## Reading text
* * * * * * *
Targeting Pot Shops
Still, he wasn't expecting the phone call one August day when a voice said the police were outside and he needed to open up or they would bust down the door.
Heavily armed officers in helmets, bulletproof vests and, oddly enough, Bermuda shorts stormed his store, handcuffed him, disabled security cameras and seized his drugs before taking him to jail. When he asked why his shop was invaded, an officer responded, “We're closing them all down.”
Those words could prove prescient after Los Angeles County District Attorney Steve Cooley said last week he wants to shutter clinics that sell pot for profit. Cooley's plan is the latest salvo in a prolonged conflict in California over whether medical marijuana is truly having its intended effect or is being abused by the larger population.
Until recently, raids on clinics typically led to federal prosecutions, but Cooley's remarks and similar ones from Attorney General Jerry Brown signal a new approach to clear the haze left by Proposition 215, the 1996 state ballot measure that allowed sick people with referrals from doctors and an identification card to smoke pot.
“Everybody is scared,” said Tepel, who has spoken with other pot store operators. “Why are voters' rights being stepped all over? This kind of blind justice has to stop.”
The crackdown is a crushing blow for dispensary owners who were relieved in March when U.S. Attorney General Eric Holder said federal agents would only target marijuana distributors who violate both federal and state laws. A three-page memo spelling out the policy is expected to be sent Monday to federal prosecutors in 14 states, and also to top officials at the FBI and Drug Enforcement Administration.
The comments Holder made earlier this year appear to have emboldened entrepreneurs as marijuana shops cropped up across California. In Los Angeles alone, there are an estimated 800 dispensaries, more than any other city in the nation. In 2005, there were only four, authorities said.
Cooley contends a vast majority of several hundred outlets his office investigated aren't following state law. Initially, the law allowed authorized marijuana users to grow their own plants, but lawmakers revised the law in 2003 to allow collectives to provide pot grown by members.
Cooley said he would target stores who are profiting and selling to people who don't qualify for medicinal marijuana. “All those who are operating illegally, our advice to them is to shut down voluntarily and they won't be subject to prosecution,” said Cooley.
At the same time, advocates are gathering signatures to get as many as three pot-legalization measures on next year's ballot in California. One poll shows voters would support legalizing marijuana outright. Thirteen states, including California, allow medical marijuana.
Some legal observers believe the first case Cooley files since his announcement will show how egregious the illegal behavior has become among medical marijuana outlets. “He's going to find a dispensary that is way over the line,” said Rory Little, a professor at the University of California Hastings College of Law.
* * * * * * *
## Data listing
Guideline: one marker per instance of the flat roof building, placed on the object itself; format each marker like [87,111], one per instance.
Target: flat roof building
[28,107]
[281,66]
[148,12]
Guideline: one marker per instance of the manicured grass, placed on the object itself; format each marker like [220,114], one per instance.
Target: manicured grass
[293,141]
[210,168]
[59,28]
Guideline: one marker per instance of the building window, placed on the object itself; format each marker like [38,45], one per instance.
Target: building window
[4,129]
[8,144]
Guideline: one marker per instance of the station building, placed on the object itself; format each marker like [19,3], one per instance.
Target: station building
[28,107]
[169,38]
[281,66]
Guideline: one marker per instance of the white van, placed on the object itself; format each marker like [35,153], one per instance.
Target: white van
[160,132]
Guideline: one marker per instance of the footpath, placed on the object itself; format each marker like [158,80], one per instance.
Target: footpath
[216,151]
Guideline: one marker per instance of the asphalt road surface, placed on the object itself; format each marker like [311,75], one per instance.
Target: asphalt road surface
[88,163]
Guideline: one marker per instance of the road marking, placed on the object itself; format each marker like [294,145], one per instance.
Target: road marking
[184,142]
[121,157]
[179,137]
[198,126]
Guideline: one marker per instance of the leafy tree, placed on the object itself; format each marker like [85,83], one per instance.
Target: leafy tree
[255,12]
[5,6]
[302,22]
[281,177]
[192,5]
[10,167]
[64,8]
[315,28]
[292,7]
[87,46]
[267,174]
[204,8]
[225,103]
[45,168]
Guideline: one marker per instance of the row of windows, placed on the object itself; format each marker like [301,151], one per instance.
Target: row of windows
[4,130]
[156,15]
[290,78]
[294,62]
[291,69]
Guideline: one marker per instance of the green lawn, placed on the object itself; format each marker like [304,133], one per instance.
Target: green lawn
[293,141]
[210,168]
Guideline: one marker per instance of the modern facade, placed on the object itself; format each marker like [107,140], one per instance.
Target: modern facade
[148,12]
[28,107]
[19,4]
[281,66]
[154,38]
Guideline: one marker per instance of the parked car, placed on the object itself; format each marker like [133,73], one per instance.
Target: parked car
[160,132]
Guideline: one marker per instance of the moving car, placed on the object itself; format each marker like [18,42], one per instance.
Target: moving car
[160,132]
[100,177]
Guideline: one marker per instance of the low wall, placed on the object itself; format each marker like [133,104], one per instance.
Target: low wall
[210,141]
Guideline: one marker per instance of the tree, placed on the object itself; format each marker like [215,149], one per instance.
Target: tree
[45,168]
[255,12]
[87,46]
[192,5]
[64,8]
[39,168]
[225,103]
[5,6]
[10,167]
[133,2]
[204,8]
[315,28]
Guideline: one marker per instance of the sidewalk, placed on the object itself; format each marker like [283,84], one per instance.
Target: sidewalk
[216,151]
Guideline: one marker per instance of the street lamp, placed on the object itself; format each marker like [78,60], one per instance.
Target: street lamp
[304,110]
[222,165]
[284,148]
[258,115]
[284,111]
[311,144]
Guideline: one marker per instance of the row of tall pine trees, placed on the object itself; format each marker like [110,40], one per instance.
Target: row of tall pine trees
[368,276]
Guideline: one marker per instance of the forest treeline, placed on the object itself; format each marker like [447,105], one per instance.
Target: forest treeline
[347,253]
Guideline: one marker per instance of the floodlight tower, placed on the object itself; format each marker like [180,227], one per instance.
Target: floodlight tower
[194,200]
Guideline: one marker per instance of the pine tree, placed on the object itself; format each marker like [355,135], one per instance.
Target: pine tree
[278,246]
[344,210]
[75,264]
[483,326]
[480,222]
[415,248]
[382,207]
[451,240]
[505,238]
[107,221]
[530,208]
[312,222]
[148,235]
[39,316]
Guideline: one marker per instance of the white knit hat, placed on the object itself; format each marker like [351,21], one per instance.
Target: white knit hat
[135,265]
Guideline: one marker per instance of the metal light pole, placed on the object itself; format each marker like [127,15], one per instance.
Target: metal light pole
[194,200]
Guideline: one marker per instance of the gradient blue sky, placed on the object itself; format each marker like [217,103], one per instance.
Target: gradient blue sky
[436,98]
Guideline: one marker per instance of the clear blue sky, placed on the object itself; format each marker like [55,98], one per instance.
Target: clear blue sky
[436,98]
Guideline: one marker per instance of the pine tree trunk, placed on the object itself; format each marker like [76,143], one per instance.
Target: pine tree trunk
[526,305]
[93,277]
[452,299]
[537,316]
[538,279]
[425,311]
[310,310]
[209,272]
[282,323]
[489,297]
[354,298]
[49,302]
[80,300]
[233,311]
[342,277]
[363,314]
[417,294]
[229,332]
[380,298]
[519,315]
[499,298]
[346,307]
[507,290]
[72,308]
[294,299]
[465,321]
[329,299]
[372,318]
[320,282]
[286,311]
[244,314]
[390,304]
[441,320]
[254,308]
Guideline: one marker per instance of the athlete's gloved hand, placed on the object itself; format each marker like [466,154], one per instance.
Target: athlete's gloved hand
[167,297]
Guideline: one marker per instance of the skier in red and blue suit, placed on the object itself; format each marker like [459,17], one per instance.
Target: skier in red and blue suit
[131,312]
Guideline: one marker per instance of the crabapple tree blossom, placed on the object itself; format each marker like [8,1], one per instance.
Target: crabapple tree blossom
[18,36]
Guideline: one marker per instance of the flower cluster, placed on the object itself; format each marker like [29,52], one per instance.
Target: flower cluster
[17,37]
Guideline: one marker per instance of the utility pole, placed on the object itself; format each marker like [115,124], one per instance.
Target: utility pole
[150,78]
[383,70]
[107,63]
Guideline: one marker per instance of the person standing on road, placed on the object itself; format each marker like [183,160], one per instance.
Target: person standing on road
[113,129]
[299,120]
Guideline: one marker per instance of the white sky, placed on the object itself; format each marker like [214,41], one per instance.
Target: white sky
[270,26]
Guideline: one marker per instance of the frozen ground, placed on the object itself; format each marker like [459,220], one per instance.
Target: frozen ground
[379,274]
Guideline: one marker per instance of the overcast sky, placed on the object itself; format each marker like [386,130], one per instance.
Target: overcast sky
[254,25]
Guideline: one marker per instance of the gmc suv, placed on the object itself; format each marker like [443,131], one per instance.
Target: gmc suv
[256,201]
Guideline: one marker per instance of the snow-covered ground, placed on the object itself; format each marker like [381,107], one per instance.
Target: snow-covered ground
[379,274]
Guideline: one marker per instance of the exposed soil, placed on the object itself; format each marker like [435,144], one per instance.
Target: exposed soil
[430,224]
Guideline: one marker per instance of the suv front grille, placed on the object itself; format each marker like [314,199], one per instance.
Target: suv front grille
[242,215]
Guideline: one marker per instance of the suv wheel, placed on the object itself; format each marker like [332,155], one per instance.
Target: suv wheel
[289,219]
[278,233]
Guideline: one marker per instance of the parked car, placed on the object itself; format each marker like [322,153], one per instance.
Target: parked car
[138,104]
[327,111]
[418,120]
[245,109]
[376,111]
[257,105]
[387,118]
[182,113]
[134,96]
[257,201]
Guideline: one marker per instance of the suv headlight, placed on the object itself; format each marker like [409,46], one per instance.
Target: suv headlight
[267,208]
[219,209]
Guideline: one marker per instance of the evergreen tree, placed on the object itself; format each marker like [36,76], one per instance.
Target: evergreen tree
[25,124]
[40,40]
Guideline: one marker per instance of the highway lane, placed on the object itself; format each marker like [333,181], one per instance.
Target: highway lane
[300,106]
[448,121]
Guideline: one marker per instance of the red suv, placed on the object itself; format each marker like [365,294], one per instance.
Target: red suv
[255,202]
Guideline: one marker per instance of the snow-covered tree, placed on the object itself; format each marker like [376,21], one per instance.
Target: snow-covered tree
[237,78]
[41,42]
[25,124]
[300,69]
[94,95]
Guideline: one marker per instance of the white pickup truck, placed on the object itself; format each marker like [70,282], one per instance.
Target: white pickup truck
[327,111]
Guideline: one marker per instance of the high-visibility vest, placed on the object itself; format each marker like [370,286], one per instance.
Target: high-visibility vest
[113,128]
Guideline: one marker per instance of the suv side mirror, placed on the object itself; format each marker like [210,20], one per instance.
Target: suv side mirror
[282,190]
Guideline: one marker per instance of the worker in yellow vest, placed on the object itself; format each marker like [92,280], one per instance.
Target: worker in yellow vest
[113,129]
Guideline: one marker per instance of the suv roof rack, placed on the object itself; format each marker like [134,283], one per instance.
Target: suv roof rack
* * * * * * *
## Goal of the exercise
Revise the pot shop article's passage starting at "The crackdown is" and ending at "Drug Enforcement Administration.", putting "Tuesday" in place of "Monday". These records have no connection to the text on pot shops.

## Output
The crackdown is a crushing blow for dispensary owners who were relieved in March when U.S. Attorney General Eric Holder said federal agents would only target marijuana distributors who violate both federal and state laws. A three-page memo spelling out the policy is expected to be sent Tuesday to federal prosecutors in 14 states, and also to top officials at the FBI and Drug Enforcement Administration.